» **Exercise aim**
In the entries below, go to the line containing "Where can the white tent" and repeat it along with every later line, exactly.

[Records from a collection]

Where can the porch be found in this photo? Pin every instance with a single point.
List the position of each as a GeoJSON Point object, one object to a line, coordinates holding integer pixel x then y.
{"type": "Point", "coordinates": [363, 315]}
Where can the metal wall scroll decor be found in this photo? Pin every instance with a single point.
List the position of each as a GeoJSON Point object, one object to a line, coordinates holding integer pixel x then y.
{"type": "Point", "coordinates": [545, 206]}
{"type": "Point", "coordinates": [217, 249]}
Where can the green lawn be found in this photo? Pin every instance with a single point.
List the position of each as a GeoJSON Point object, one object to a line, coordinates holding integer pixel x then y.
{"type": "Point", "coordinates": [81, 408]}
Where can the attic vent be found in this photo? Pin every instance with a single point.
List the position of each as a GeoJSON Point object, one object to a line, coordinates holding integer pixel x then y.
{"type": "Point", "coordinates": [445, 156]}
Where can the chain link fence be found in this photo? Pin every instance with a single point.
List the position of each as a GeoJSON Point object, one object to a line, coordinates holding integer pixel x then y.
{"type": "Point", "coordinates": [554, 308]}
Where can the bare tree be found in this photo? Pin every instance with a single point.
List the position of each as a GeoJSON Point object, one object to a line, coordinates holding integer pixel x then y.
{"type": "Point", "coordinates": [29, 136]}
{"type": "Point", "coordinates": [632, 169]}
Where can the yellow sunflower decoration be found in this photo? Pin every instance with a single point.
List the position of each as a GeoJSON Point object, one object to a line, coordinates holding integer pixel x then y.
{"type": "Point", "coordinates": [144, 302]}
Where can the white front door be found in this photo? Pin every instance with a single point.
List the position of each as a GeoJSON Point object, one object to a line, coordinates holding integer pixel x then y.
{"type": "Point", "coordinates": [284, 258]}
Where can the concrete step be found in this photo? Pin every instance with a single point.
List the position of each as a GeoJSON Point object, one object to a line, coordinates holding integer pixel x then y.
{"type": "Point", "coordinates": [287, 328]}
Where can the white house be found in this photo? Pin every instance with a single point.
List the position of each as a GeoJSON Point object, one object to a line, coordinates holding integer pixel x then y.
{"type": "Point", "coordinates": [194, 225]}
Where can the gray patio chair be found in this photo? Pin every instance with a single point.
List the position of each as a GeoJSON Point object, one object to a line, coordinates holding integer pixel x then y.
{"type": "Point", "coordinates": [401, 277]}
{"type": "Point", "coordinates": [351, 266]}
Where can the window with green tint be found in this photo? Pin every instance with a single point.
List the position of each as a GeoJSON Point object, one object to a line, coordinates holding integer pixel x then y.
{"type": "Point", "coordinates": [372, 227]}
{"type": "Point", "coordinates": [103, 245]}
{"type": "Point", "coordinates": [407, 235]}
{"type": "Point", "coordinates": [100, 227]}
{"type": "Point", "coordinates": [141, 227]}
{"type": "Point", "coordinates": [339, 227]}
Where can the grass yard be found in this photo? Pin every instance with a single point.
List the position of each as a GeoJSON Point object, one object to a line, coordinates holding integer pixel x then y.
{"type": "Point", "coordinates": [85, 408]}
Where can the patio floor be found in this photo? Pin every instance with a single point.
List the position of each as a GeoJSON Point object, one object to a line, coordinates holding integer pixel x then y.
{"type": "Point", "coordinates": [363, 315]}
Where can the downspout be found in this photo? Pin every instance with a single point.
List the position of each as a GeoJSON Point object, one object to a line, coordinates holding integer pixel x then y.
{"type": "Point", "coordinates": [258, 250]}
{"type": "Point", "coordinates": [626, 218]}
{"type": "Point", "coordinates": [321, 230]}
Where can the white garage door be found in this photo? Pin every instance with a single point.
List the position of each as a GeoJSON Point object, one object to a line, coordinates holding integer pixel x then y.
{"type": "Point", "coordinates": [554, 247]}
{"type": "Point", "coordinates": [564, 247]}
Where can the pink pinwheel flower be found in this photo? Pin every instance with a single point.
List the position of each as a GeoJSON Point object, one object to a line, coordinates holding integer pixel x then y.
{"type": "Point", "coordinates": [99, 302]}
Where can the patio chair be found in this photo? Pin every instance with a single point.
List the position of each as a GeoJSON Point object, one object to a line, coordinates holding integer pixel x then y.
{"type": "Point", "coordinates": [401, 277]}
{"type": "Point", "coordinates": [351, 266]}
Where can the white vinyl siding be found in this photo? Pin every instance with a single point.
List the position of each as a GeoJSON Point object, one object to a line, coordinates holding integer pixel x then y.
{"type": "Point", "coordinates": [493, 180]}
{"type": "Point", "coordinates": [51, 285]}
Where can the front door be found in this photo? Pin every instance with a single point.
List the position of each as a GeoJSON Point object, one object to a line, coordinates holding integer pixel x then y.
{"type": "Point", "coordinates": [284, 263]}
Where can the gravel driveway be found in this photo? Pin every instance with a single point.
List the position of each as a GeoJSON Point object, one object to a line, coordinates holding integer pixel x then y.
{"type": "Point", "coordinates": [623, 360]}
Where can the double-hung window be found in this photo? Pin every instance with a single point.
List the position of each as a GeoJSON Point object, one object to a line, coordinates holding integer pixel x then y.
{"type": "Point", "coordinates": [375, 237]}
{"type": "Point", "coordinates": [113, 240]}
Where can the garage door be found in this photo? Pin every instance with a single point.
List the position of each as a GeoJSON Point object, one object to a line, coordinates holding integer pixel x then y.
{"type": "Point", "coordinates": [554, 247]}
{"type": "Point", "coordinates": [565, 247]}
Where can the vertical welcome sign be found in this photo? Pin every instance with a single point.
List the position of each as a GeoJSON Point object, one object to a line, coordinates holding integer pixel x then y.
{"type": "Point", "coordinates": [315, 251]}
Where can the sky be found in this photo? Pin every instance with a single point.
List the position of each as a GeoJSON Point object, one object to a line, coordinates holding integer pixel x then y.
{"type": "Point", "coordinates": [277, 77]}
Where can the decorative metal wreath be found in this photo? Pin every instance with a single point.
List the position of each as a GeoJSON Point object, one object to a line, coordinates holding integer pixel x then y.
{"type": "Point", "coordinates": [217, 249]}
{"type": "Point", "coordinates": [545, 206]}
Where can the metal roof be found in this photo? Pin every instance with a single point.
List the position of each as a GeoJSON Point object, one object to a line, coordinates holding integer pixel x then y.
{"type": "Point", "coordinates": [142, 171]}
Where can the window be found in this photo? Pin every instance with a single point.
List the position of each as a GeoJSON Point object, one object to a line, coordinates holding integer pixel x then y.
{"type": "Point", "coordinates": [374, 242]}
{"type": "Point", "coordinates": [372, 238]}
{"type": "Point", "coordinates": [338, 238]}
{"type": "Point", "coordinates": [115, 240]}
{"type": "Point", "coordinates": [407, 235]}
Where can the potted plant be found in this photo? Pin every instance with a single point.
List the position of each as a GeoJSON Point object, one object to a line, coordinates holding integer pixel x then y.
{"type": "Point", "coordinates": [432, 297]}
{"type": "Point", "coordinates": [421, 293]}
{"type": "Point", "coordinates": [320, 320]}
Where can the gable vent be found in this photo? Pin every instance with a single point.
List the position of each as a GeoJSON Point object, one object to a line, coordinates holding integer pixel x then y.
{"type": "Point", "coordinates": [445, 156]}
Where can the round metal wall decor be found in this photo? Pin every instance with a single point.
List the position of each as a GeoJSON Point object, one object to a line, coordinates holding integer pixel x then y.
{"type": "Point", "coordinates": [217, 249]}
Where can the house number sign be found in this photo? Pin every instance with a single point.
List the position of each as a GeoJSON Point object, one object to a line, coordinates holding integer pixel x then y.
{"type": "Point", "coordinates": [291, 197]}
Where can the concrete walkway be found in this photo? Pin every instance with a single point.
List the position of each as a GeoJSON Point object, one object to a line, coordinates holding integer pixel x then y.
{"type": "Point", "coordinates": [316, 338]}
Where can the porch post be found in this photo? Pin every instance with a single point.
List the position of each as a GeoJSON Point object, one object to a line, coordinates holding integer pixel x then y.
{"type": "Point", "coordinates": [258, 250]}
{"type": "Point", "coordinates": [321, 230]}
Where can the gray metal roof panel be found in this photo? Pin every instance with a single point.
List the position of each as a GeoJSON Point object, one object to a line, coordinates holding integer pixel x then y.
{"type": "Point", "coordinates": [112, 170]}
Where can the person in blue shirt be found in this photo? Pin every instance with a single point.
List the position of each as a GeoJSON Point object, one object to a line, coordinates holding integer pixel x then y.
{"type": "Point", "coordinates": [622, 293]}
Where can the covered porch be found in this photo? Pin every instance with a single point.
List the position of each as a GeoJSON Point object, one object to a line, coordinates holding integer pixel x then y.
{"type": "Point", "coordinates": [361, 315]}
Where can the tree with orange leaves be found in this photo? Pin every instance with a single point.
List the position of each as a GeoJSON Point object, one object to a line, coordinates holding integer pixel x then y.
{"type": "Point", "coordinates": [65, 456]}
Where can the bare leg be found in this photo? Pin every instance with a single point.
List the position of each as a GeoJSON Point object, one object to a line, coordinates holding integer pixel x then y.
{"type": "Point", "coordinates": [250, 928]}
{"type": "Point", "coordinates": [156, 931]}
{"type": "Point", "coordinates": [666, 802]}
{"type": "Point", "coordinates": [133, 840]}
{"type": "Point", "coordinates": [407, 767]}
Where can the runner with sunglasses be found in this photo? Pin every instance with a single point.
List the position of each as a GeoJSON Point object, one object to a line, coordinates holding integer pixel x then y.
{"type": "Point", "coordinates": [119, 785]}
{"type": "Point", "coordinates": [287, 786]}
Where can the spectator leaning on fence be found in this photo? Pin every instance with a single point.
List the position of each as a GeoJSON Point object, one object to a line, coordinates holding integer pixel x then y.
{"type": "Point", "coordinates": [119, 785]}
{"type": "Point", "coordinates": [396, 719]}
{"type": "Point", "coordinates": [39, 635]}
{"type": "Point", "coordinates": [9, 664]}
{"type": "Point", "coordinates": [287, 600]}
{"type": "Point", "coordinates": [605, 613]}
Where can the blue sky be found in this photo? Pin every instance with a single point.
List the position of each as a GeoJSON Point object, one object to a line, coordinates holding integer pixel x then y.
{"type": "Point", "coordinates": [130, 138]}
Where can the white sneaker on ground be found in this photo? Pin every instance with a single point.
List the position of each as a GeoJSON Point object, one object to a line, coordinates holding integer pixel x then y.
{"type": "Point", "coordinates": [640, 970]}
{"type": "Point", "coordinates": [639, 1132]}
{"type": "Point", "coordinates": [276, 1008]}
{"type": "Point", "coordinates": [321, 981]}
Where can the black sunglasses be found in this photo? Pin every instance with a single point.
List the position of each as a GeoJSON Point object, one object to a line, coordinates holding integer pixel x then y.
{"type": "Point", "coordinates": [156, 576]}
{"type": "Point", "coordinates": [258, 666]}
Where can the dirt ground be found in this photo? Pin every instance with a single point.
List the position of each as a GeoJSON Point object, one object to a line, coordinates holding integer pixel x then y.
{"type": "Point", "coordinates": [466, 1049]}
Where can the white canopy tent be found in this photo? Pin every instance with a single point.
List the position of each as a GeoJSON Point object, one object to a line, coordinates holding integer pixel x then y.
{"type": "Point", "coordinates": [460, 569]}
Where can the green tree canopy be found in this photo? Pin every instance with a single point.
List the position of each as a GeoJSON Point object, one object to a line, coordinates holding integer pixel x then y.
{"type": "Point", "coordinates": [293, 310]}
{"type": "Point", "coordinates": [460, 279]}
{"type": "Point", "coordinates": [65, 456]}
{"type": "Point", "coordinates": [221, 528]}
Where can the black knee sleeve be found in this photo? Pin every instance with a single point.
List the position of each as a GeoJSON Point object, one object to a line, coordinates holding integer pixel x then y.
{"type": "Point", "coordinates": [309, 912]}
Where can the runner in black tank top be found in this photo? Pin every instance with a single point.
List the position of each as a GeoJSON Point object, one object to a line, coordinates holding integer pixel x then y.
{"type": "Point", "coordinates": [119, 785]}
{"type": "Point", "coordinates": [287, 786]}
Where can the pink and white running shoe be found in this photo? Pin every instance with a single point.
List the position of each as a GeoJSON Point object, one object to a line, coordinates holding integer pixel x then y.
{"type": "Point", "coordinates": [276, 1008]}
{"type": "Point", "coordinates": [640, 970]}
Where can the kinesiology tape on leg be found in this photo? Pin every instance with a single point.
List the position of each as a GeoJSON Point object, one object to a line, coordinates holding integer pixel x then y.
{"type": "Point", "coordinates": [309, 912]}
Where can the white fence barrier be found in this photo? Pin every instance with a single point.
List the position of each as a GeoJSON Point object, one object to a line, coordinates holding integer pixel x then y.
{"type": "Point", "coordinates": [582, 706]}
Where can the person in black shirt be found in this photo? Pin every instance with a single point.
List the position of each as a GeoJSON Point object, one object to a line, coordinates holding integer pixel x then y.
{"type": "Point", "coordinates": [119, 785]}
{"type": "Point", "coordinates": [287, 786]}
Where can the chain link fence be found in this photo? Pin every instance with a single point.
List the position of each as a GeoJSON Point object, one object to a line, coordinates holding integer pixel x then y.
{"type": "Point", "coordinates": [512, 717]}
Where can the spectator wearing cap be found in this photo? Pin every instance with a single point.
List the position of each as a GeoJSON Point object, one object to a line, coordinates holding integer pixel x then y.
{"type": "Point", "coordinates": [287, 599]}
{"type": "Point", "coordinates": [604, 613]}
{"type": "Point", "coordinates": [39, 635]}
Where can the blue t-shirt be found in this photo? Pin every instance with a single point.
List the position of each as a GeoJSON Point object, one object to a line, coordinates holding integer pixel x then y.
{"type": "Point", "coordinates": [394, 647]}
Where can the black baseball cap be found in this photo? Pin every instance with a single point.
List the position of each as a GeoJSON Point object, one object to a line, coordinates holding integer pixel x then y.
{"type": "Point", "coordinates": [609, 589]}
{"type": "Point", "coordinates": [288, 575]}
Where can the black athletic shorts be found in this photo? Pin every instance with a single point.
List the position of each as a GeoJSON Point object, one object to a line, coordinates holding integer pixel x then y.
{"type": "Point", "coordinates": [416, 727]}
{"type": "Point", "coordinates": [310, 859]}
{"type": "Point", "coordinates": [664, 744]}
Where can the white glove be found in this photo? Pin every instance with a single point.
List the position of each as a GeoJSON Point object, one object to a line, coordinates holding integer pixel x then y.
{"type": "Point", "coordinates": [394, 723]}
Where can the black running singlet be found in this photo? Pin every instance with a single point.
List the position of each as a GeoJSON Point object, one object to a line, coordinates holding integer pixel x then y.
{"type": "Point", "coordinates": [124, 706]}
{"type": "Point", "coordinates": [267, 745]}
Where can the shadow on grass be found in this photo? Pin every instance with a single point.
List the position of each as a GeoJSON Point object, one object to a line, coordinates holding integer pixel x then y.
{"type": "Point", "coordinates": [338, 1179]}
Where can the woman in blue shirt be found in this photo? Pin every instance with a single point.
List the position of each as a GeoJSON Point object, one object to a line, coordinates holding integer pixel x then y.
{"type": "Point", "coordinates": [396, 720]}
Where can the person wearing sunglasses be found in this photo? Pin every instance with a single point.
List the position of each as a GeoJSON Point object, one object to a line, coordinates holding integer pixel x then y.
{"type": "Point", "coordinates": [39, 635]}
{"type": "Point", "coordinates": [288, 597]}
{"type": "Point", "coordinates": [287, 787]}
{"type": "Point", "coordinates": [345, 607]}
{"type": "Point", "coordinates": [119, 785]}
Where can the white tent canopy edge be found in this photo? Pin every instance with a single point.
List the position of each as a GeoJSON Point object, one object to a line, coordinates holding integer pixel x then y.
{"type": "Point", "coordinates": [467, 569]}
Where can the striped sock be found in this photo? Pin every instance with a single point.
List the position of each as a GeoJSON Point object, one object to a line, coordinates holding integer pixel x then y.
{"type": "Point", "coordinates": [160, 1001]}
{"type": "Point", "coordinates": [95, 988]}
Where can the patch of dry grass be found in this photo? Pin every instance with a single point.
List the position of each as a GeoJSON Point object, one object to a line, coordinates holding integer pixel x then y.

» **Response to the task**
Where can the white tent canopy edge be found in this photo? Pin every instance with a single point.
List the position of each as a GeoJSON Point object, one object to a line, coordinates holding integer pixel x then y.
{"type": "Point", "coordinates": [467, 569]}
Where can the striped sock be found in this photo? Pin every instance with a single point.
List the position of each as a GeoJSON Point object, one object to a line, coordinates holding integer pixel x then y.
{"type": "Point", "coordinates": [160, 1001]}
{"type": "Point", "coordinates": [95, 988]}
Where can the patch of dry grass be found in this photo? Pin every instance with a single point.
List the position of each as a GeoJSON Point object, one object to a line, coordinates holding integer pixel x then y.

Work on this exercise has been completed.